### Your tasks
A – According to the Martian soil article below, what is the longest total time the studied soil could have been in contact with liquid water?
B – Resume the Martian soil article from the point where it ends.

While May 25, 2008 – the date of the Phoenix lander’s descent onto Mars’ surface – may be a day long forgotten for most, the same cannot be said of Dr Tom Pike of the Department of Electrical and Electronic Engineering at Imperial College London and his team, who, for the last three years, have been analysing data provided by the lander, along with colleagues. The results of their work were discussed at a European Space Agency meeting last Tuesday.

The team of researchers analysed soil samples using optical and atomic force microscopes, allowing them to resolve particles with diameters of as little as 100 microns. They have since been diligently cataloguing the particle sizes present in the sample. The particles’ make-up and distribution reveals key information about the formation of Martian soil and its interaction with liquid water.

The researchers searched for clay particles formed by the chemical process of water breaking down rock. No evidence of such microscopic particles was found. Even when making the assumption that all particles within the size range comparable to analogous particles in Earth’s soil were clay, these would only make up about 0.1% of Martian soil. Comparing this to Earth’s soil, where clay content can be as high as 5%, suggests that Mars’ surface has a very arid history, unfavourable for the development of life.

The particle size distribution (PSD) of soil being studied can be used to draw conclusions about its exposure to liquid water because the proportion of clays depends mostly on length of water exposure and the conditions thereof. In the case of the samples of Martian soil studied, this analysis revealed that the soil could not have been in contact with liquid water for a total of any more than 5000 years throughout the planet’s 4.6 billion years of history. This window of time, even when assuming that the 5000 years occurred in one continuous period, is too short to reasonably expect life to have formed.

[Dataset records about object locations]
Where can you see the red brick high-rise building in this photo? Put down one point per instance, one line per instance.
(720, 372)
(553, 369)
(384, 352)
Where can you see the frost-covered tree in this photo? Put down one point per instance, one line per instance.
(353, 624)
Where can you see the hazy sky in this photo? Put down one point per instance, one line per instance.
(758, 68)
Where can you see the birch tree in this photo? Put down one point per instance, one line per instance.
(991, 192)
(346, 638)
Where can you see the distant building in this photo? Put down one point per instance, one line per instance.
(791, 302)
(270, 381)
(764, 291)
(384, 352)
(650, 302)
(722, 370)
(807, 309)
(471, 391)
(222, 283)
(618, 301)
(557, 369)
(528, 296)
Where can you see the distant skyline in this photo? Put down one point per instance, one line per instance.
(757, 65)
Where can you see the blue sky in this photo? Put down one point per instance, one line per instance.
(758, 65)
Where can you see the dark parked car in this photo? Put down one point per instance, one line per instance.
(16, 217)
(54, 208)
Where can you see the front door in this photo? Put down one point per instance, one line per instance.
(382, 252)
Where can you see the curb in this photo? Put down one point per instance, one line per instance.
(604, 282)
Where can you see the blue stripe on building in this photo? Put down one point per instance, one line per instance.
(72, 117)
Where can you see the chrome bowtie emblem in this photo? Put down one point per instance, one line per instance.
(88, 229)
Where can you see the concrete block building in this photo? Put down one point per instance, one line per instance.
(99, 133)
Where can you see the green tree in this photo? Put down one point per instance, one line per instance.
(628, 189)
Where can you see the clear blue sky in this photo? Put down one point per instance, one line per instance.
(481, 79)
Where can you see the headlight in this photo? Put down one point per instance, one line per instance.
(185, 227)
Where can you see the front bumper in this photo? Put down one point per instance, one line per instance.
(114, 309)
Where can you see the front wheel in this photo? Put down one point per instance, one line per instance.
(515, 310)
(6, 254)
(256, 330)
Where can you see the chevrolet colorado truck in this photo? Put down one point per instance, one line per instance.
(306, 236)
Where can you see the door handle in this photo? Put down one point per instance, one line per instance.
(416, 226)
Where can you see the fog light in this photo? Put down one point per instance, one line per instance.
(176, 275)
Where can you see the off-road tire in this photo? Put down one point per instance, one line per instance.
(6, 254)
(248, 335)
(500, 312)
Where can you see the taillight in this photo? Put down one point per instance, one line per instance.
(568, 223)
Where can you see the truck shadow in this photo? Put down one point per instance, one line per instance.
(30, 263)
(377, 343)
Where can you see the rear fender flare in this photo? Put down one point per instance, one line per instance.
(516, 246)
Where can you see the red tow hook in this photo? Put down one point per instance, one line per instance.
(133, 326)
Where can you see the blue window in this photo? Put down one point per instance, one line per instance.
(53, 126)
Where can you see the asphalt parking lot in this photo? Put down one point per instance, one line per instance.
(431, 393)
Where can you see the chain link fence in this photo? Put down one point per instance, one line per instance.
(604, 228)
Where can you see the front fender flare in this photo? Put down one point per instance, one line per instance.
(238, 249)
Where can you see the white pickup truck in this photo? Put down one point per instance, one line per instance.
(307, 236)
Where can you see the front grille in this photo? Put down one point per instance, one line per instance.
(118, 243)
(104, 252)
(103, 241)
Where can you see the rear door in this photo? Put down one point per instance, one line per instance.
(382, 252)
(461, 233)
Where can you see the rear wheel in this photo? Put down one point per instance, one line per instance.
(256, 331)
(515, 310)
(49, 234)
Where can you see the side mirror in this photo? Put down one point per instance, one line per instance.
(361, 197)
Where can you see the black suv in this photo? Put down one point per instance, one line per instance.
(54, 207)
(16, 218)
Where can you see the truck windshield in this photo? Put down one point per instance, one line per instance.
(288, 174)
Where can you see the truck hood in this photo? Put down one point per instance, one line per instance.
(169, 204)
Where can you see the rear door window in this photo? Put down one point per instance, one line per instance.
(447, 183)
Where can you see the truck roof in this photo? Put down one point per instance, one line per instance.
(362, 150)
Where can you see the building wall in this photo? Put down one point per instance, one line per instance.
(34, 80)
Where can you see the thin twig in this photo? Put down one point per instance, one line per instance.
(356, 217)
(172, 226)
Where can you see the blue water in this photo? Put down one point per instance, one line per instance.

### Responses to the tasks
A – No more than 5000 years in total.

B –
In fact, the PSD of Martian soil matches that of the Moon more closely than that of Earth; it shows signs of extreme physical weathering during its formation. While on the Moon, which is not protected by an atmosphere, this is likely due to frequent collisions with meteorites, Martian soil is weathered mostly by strong winds, again suggesting a very hostile environment.

While this study examined only samples from Phoenix’s landing site, close to the northern polar cap, satellite images suggest that there is little variation in the soil’s consistency between different areas of the globe. The same conclusion may thus be drawn for the planet as a whole.

However, all hope is not yet lost. Previous research showed that Mars likely had a warmer, wetter period earlier in its history. This would have been more suited for the development of life. To find out more, scientists must dig deeper and look beyond the surface – literally. Life may still be “taking refuge underground,” Pike says. More research is necessary before the idea of life on Mars can be dismissed entirely.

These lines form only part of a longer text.